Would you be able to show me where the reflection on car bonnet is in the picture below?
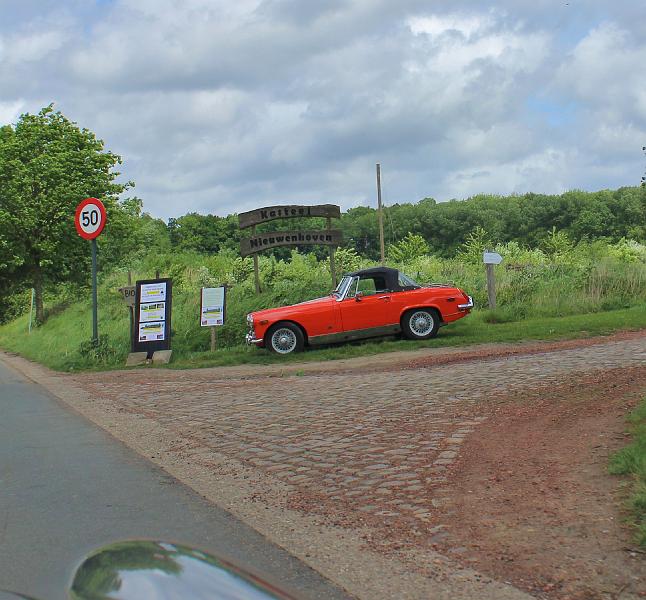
[0,541,296,600]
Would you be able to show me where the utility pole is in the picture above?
[377,163,386,265]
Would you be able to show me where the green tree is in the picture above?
[0,104,132,322]
[388,233,429,263]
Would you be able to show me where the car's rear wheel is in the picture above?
[402,308,440,340]
[265,323,305,354]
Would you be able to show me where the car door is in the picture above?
[340,278,399,331]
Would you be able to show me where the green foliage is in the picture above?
[541,226,574,257]
[458,225,493,264]
[0,105,131,321]
[388,232,429,263]
[78,335,118,365]
[609,399,646,548]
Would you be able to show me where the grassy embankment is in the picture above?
[610,398,646,548]
[0,244,646,371]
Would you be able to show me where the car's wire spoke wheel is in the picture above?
[271,327,298,354]
[408,310,435,337]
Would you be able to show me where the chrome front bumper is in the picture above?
[244,331,262,344]
[458,296,473,310]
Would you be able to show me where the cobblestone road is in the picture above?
[75,337,646,520]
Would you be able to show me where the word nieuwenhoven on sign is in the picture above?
[240,229,342,256]
[238,204,341,229]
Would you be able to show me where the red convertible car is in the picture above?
[246,267,473,354]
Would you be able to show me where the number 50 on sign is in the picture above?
[74,198,106,240]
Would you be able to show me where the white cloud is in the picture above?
[0,0,646,216]
[0,100,25,125]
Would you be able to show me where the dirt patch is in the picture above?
[434,367,646,600]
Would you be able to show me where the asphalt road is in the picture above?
[0,363,346,600]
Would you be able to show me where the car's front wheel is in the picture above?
[402,308,440,340]
[265,323,305,354]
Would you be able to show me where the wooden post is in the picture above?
[377,163,386,265]
[251,225,261,294]
[486,264,496,310]
[29,288,36,333]
[327,217,336,290]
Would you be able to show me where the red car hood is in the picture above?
[251,296,336,321]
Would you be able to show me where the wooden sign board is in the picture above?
[238,204,341,229]
[240,229,343,257]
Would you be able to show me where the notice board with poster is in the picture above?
[200,286,226,327]
[134,279,173,357]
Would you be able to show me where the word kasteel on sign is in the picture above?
[238,204,341,229]
[134,279,172,357]
[200,286,226,327]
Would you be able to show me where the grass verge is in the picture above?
[609,398,646,548]
[0,305,646,371]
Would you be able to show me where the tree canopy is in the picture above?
[0,105,132,321]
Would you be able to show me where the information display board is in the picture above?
[134,279,172,357]
[200,286,226,327]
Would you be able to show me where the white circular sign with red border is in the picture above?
[74,198,106,240]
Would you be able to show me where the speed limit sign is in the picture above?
[74,198,106,240]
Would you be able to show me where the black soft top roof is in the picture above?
[348,267,408,292]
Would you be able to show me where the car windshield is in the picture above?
[332,275,352,298]
[398,271,421,287]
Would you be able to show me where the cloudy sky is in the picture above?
[0,0,646,218]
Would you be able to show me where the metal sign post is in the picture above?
[29,288,36,333]
[74,198,106,342]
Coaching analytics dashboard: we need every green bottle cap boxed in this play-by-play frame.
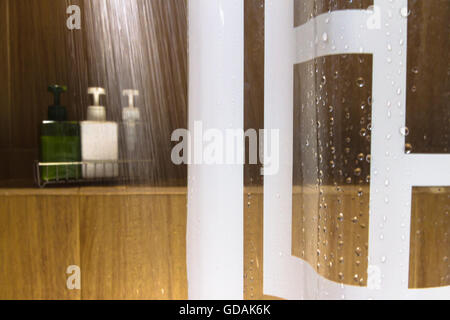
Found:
[48,84,67,121]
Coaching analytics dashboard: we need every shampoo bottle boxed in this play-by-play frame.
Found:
[39,85,81,181]
[122,89,141,155]
[80,88,119,179]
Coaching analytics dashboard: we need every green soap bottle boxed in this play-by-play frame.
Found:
[40,85,81,182]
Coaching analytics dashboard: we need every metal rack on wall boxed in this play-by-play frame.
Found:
[34,160,153,188]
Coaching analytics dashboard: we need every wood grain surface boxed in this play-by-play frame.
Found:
[0,187,450,300]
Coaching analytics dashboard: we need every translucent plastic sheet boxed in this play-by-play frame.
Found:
[188,0,450,299]
[264,0,450,299]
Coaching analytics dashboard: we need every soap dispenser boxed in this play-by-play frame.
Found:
[122,89,141,154]
[80,88,119,179]
[39,85,81,181]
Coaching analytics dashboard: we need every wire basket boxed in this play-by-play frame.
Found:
[35,160,152,188]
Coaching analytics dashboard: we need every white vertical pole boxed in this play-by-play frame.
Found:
[187,0,244,300]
* * * * * * *
[WHAT THE TASK REQUIRES]: Render every line of the material above as a JSON list of strings, one string per line, with blank lines omitted. Leave the pictures out of your answer.

[TASK SOLUTION]:
[
  "Would you be able to show me where the reflection on car bonnet is in the picture below?",
  "[0,541,296,600]",
  "Would you be able to show me where the utility pole is in the picture above?",
  "[377,163,386,265]",
  "Would you be able to show me where the green tree is in the picture above?",
  "[0,104,132,322]",
  "[388,233,429,263]",
  "Would you be able to show me where the car's rear wheel is in the picture above?",
  "[402,308,440,340]",
  "[265,323,305,354]",
  "Would you be able to show me where the car door is in the picture above?",
  "[340,278,399,331]",
  "Would you be able to show me where the green foliage is in the picture above?",
  "[541,226,574,257]",
  "[458,225,493,264]",
  "[0,105,131,321]",
  "[388,232,429,263]",
  "[78,335,118,365]",
  "[609,399,646,548]",
  "Would you be able to show me where the grassy embankment is in the picture above?",
  "[610,398,646,548]",
  "[0,244,646,371]",
  "Would you be able to show me where the car's wire spoke wheel is in the picture above?",
  "[271,327,298,354]",
  "[408,310,435,337]",
  "Would you be able to show me where the chrome front bumper is in the picture above?",
  "[244,331,262,344]",
  "[458,296,473,310]",
  "Would you be able to show me where the cobblestone road is in the picture above?",
  "[75,337,646,520]",
  "Would you be able to show me where the word nieuwenhoven on sign is in the picture above?",
  "[240,229,342,256]",
  "[238,204,341,229]",
  "Would you be able to show me where the red convertible car is in the picture above?",
  "[246,267,473,354]",
  "Would you be able to show me where the number 50 on sign is in the picture above?",
  "[74,198,106,240]",
  "Would you be able to show me where the white cloud is in the picture above?",
  "[0,0,646,216]",
  "[0,100,25,125]",
  "Would you be able to show me where the dirt patch is in the picture above?",
  "[434,367,646,600]",
  "Would you be able to show me where the asphalt road is in the picture above?",
  "[0,363,346,600]",
  "Would you be able to show me where the car's front wheel is in the picture above?",
  "[402,308,440,340]",
  "[265,323,305,354]",
  "Would you be able to show me where the wooden post is in the picture above?",
  "[377,163,386,265]",
  "[251,225,261,294]",
  "[486,264,496,310]",
  "[29,288,36,333]",
  "[327,217,336,290]",
  "Would you be able to show me where the red car hood is in the picture above?",
  "[251,296,336,321]",
  "Would you be able to show me where the wooden sign board is in the picture above?",
  "[238,204,341,229]",
  "[240,229,343,257]",
  "Would you be able to show me where the notice board with poster is in the picture above?",
  "[200,286,226,327]",
  "[134,279,173,357]",
  "Would you be able to show me where the word kasteel on sign is in the picture above?",
  "[238,204,341,229]",
  "[134,279,172,357]",
  "[200,286,226,327]",
  "Would you be able to show me where the grass verge is in the picture above?",
  "[609,398,646,548]",
  "[0,305,646,371]",
  "Would you be able to show me where the tree canopy is in the picture above?",
  "[0,105,132,321]",
  "Would you be able to show me where the information display board is in the picture above?",
  "[134,279,172,357]",
  "[200,286,226,327]",
  "Would you be able to show me where the white circular sign with red border is in the picture above?",
  "[74,198,106,240]",
  "Would you be able to show me where the speed limit sign is in the picture above?",
  "[74,198,106,240]",
  "Would you be able to show me where the black soft top roof is in the picture above?",
  "[348,267,408,292]",
  "Would you be able to show me where the car windshield is in the picture above?",
  "[332,275,352,298]",
  "[398,271,421,287]",
  "Would you be able to show me where the cloudy sky is in the picture above?",
  "[0,0,646,218]",
  "Would you be able to show me where the metal sign post is in the picture above?",
  "[29,288,36,333]",
  "[74,198,106,342]",
  "Coaching analytics dashboard: we need every green bottle cap boxed in this play-by-play frame.",
  "Found:",
  "[48,84,67,121]",
  "Coaching analytics dashboard: we need every shampoo bottle boxed in this play-by-play frame.",
  "Found:",
  "[39,85,81,181]",
  "[122,89,141,155]",
  "[80,88,119,179]",
  "Coaching analytics dashboard: we need every green soap bottle boxed in this play-by-play frame.",
  "Found:",
  "[40,85,81,182]",
  "Coaching analytics dashboard: we need every metal rack on wall boxed in this play-by-play frame.",
  "Found:",
  "[34,160,153,188]",
  "Coaching analytics dashboard: we need every wood grain surface boxed in this play-by-play frame.",
  "Found:",
  "[0,187,450,300]",
  "Coaching analytics dashboard: we need every translucent plastic sheet boxed in this play-by-play frame.",
  "Found:",
  "[188,0,450,299]",
  "[264,0,450,299]",
  "Coaching analytics dashboard: we need every soap dispenser boxed in this play-by-play frame.",
  "Found:",
  "[122,89,141,154]",
  "[80,88,119,179]",
  "[39,85,81,181]",
  "Coaching analytics dashboard: we need every wire basket boxed in this play-by-play frame.",
  "Found:",
  "[35,160,152,188]",
  "Coaching analytics dashboard: we need every white vertical pole boxed in this play-by-play frame.",
  "Found:",
  "[187,0,244,300]"
]